▶ _Exercise inputs_

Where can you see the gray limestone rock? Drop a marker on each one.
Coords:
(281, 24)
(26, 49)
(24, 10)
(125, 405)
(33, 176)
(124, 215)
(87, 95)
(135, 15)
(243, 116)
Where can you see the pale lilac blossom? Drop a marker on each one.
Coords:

* * *

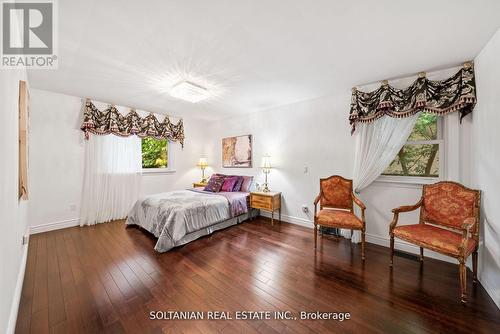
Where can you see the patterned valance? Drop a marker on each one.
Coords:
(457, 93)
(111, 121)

==

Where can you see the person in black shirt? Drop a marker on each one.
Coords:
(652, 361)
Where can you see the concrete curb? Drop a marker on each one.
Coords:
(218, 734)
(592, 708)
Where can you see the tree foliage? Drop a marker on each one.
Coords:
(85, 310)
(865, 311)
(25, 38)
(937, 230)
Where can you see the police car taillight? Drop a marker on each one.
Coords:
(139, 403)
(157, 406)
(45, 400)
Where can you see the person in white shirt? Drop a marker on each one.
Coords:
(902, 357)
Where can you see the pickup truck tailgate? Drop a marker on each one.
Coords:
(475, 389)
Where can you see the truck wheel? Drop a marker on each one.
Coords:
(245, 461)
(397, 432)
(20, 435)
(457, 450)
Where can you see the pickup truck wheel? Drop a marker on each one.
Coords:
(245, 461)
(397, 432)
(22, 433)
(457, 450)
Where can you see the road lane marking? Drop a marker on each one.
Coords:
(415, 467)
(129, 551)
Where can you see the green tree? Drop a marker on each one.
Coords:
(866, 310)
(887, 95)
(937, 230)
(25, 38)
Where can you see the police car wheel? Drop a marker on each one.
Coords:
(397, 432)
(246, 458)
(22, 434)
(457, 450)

▶ _Task to complete_
Search the records above for the word "shirt", then say how many lines contain it. Give the number alone.

▶ _Answer section_
2